What is expected: Write every record out again exactly, and keep images out of it.

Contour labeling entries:
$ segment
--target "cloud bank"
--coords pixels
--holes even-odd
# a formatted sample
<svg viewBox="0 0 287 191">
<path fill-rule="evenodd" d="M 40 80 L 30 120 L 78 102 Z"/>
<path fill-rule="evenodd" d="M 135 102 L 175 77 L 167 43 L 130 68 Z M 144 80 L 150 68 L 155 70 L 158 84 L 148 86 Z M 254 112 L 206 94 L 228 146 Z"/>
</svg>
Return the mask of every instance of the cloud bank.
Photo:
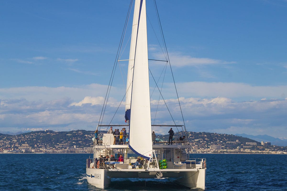
<svg viewBox="0 0 287 191">
<path fill-rule="evenodd" d="M 99 123 L 104 98 L 86 97 L 79 102 L 66 97 L 51 101 L 29 101 L 24 99 L 0 100 L 0 130 L 23 128 L 42 128 L 56 131 L 94 130 Z M 266 134 L 286 137 L 287 99 L 236 102 L 226 97 L 180 99 L 187 130 L 235 134 Z M 120 102 L 110 99 L 103 124 L 124 123 L 124 103 L 110 121 Z M 176 99 L 166 100 L 172 117 L 162 100 L 151 102 L 152 123 L 183 125 Z M 155 116 L 155 120 L 154 121 Z M 273 128 L 280 131 L 274 131 Z M 102 130 L 105 130 L 102 129 Z M 181 129 L 179 129 L 180 130 Z M 157 133 L 168 129 L 155 128 Z"/>
</svg>

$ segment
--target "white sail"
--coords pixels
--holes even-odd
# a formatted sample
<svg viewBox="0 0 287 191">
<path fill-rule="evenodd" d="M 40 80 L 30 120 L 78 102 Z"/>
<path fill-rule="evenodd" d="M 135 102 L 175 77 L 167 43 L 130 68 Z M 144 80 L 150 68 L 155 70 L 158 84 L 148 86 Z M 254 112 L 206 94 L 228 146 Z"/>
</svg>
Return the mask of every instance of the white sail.
<svg viewBox="0 0 287 191">
<path fill-rule="evenodd" d="M 129 146 L 139 155 L 149 158 L 152 145 L 145 1 L 135 1 L 134 13 L 133 28 L 135 27 L 137 31 L 135 40 L 132 42 L 135 48 L 134 64 L 132 66 L 133 69 L 131 70 L 133 75 Z M 136 26 L 133 24 L 137 22 Z M 131 47 L 133 46 L 131 45 Z M 131 56 L 130 54 L 130 58 Z"/>
<path fill-rule="evenodd" d="M 133 82 L 133 65 L 134 64 L 135 53 L 135 43 L 137 40 L 137 34 L 139 20 L 139 10 L 136 10 L 135 6 L 133 20 L 133 26 L 131 38 L 131 46 L 129 49 L 129 66 L 127 71 L 127 90 L 126 94 L 126 111 L 131 109 L 131 85 Z"/>
</svg>

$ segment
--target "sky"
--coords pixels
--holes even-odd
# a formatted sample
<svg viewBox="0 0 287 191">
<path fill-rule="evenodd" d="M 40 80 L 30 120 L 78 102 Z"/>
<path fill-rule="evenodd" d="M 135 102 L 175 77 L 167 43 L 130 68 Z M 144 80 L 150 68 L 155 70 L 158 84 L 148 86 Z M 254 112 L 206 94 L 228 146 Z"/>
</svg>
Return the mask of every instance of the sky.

Written response:
$ segment
--target "cloud bank"
--coords pixels
--holes even-odd
# a formatted sample
<svg viewBox="0 0 287 191">
<path fill-rule="evenodd" d="M 40 80 L 30 120 L 78 102 Z"/>
<path fill-rule="evenodd" d="M 135 102 L 175 77 L 167 43 L 130 68 Z M 144 80 L 150 68 L 155 70 L 158 84 L 148 86 Z M 254 112 L 206 94 L 228 146 Z"/>
</svg>
Return the mask of every instance of the cloud bank.
Photo:
<svg viewBox="0 0 287 191">
<path fill-rule="evenodd" d="M 99 123 L 104 98 L 86 97 L 79 102 L 66 97 L 51 101 L 29 101 L 24 99 L 0 100 L 0 130 L 23 128 L 42 128 L 56 131 L 94 130 Z M 266 134 L 286 137 L 287 99 L 236 102 L 226 97 L 180 99 L 187 130 L 235 134 Z M 120 102 L 110 99 L 103 124 L 124 123 L 124 103 L 110 121 Z M 176 99 L 166 100 L 172 117 L 162 100 L 151 102 L 152 123 L 183 125 Z M 155 116 L 155 120 L 154 121 Z M 273 128 L 280 131 L 274 131 Z M 102 130 L 105 130 L 102 129 Z M 181 129 L 179 129 L 180 130 Z M 157 133 L 168 129 L 155 128 Z"/>
</svg>

$ segment
--target "white sail"
--coords pixels
--holes even-odd
# a formatted sample
<svg viewBox="0 0 287 191">
<path fill-rule="evenodd" d="M 40 80 L 30 120 L 78 102 Z"/>
<path fill-rule="evenodd" d="M 135 102 L 175 77 L 167 43 L 130 68 Z M 144 80 L 150 68 L 155 70 L 158 84 L 148 86 Z M 254 112 L 206 94 L 228 146 Z"/>
</svg>
Return the mask of every instance of the white sail.
<svg viewBox="0 0 287 191">
<path fill-rule="evenodd" d="M 129 146 L 139 155 L 149 158 L 152 145 L 145 1 L 135 1 L 134 13 L 133 28 L 135 27 L 137 31 L 135 40 L 132 42 L 135 48 L 134 64 L 132 66 L 133 69 L 131 70 L 133 75 Z M 136 26 L 133 24 L 137 22 Z M 131 47 L 133 46 L 131 45 Z M 131 56 L 130 54 L 130 58 Z"/>
<path fill-rule="evenodd" d="M 133 82 L 133 65 L 134 64 L 135 53 L 135 43 L 137 40 L 137 34 L 139 20 L 139 10 L 136 10 L 135 6 L 133 20 L 133 26 L 131 38 L 131 46 L 129 49 L 129 66 L 127 71 L 127 90 L 126 94 L 126 111 L 131 109 L 131 85 Z"/>
</svg>

$ segment
--target "sky"
--coords pixels
--holes even-odd
# a formatted sample
<svg viewBox="0 0 287 191">
<path fill-rule="evenodd" d="M 40 80 L 30 120 L 78 102 Z"/>
<path fill-rule="evenodd" d="M 135 102 L 175 77 L 167 43 L 130 68 Z M 144 80 L 150 68 L 155 70 L 158 84 L 148 86 Z M 254 112 L 206 94 L 228 146 Z"/>
</svg>
Return the mask of every instance of the sky.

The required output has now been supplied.